Goal: Convert all the records below into a numbered list, one entry per line, with blank lines left out.

##########

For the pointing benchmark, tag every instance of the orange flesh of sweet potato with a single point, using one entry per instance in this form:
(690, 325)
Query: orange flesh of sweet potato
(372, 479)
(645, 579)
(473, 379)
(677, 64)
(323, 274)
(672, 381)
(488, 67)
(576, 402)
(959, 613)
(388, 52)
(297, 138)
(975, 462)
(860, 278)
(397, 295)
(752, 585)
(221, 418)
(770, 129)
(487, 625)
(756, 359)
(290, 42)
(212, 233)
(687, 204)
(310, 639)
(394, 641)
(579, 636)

##########

Response below:
1. For the pointing benchmark, tag every instance of the orange flesh of sweet potato with a single point, using one entry per instance in this form:
2. (690, 325)
3. Query: orange flesh of sweet potato
4. (372, 479)
5. (645, 579)
6. (473, 379)
7. (677, 64)
8. (323, 274)
9. (672, 381)
10. (488, 67)
11. (576, 402)
12. (959, 613)
13. (388, 52)
14. (297, 138)
15. (975, 462)
16. (860, 278)
17. (397, 295)
18. (752, 585)
19. (221, 418)
20. (770, 129)
21. (487, 625)
22. (756, 359)
23. (290, 42)
24. (212, 233)
25. (687, 204)
26. (310, 639)
27. (394, 641)
28. (579, 636)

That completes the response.